[DOCUMENT]
Ce modèle de logement collectif est peu pratiqué en France mais largement répandu dans les pays proches, notamment la Belgique, les Pays-Bas ou la Grande-Bretagne. Il a fait ses preuves à tous points de vue, financier, pédagogique et social. Les logements sont moins chers à la location, plus économes en énergie et plus agréables à vivre pour les étudiants.

Je prendrai l’exemple de Louvain-la-Neuve, en Belgique, où ces logements s’appellent des « kots ». Il ne s’agit pas d’une colocation indivise. Les chambres sont louées individuellement aux étudiants par des baux qui fixent l’usage des parties communes et divisent, sans contestation possible, les charges, les cautions et les frais de réparation des dégradations. Il y a un état des lieux à l’entrée et à la sortie de chaque étudiant. Pour assurer l’entretien des pièces communes et maintenir un contact social permanent entre l’étudiant et le service des logements de l’université, le loyer inclut le paiement de services, en particulier le ménage, comme dans nos résidences étudiantes avec services mais à moindre prix. Ces services permettent une prise en charge sociale des étudiants les plus jeunes – le dispositif concerne les première et deuxième années –, un accompagnement à l’autonomie, un signalement des étudiants en mal de vivre et un contrôle des excès de comportement ou du laisser-aller dans l’usage et l’entretien des locaux.

Ces résidences savent aussi s’adapter à l’âge des étudiants, en réservant aux plus jeunes l’hébergement à prix modique dans un logement collectif et en leur proposant par la suite d’intégrer une colocation organisée autour d’un projet associatif, un « kot à projet ». Dans cette deuxième étape, les étudiants se regroupent autour d’un projet commun qu’ils mèneront sur une année ou plus. Non seulement les autres étudiants, mais aussi tous les habitants de la ville bénéficient de cette participation à la vie associative, culturelle et associative de Louvain-la-Neuve.

Ces logements collectifs coûtent peu, rapportent plus qu’ils ne coûtent et favorisent les études comme l’épanouissement et la socialisation des étudiants qui y habitent. Qu’attend-on pour les développer en France ?

Ils doivent être pensés dès l’élaboration du projet architectural de construction des 40 000 logements. Ils doivent pouvoir s’appuyer sur une administration solide qui répartit, entretient et anime les immeubles, tout en veillant au bien être des étudiants. Il est encore temps d’inciter le réseau des œuvres universitaires à multiplier les expérimentations de cette nature dans les programmes de construction qu’il va financer.

Les CROUS ont commencé à reprendre la main sur la construction des résidences étudiantes qu’ils gèrent. Ils recourent de plus en plus à un accord cadre d’installation de logements industrialisés, conclu par le CNOUS avec cinq groupements d’entreprises. Chaque groupement réunit un industriel, un architecte, des sociétés d’ingénierie et de réseaux et un installateur de logements modulaires. Ce n’est pas moins cher que la construction habituelle en béton mais bien plus rapide à installer. Pour l’instant, cette rapidité d’installation est le principal argument retenu pour utiliser cette formule. On pourrait cependant faire mieux pour améliorer le bilan énergétique et la convivialité de ces logements.

[CONSIGNES]
1/ D’après le texte sur le logement étudiant, de quels membres chaque groupement d’entreprises se compose-t-il ? Donnez-les tous.
2/ Traduisez en anglais cette phrase du texte sur le logement étudiant : « Il y a un état des lieux à l’entrée et à la sortie de chaque étudiant. »
3/ Selon le texte sur le logement étudiant, quelles années d’études le dispositif de Louvain-la-Neuve concerne-t-il ?

[Extraits d’un jeu de données d’annotation de lieux]
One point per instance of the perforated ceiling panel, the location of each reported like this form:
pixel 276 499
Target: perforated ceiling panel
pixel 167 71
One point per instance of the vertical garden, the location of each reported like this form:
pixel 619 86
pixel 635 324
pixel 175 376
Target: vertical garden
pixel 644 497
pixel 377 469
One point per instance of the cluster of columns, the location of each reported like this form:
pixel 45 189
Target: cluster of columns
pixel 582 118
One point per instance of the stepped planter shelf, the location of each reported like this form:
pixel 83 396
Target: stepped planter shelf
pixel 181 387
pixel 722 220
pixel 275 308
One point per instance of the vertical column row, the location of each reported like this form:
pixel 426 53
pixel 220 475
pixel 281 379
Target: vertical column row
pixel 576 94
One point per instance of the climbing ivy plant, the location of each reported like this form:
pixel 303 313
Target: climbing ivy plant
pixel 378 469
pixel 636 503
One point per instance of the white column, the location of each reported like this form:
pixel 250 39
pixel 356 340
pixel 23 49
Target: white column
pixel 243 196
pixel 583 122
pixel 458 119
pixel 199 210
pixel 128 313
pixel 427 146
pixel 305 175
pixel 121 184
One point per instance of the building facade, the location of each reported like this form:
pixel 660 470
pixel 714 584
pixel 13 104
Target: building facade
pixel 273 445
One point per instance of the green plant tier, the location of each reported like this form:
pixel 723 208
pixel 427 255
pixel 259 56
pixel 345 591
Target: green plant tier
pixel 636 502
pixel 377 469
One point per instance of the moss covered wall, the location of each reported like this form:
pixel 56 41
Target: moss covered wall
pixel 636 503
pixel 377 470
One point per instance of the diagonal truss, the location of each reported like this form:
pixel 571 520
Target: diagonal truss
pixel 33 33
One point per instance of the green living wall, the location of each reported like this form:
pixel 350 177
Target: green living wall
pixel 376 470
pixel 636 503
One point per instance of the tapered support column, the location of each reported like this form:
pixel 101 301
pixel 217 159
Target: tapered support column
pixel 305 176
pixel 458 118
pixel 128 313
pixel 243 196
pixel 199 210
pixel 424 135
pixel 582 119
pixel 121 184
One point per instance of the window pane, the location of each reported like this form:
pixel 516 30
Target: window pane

[RÉPONSES PAR CONSIGNE]
1/
- un industriel
- un architecte
- des sociétés d’ingénierie et de réseaux
- un installateur de logements modulaires

2/ There is an inspection of the premises when each student moves in and when they move out.

3/ Les première et deuxième années.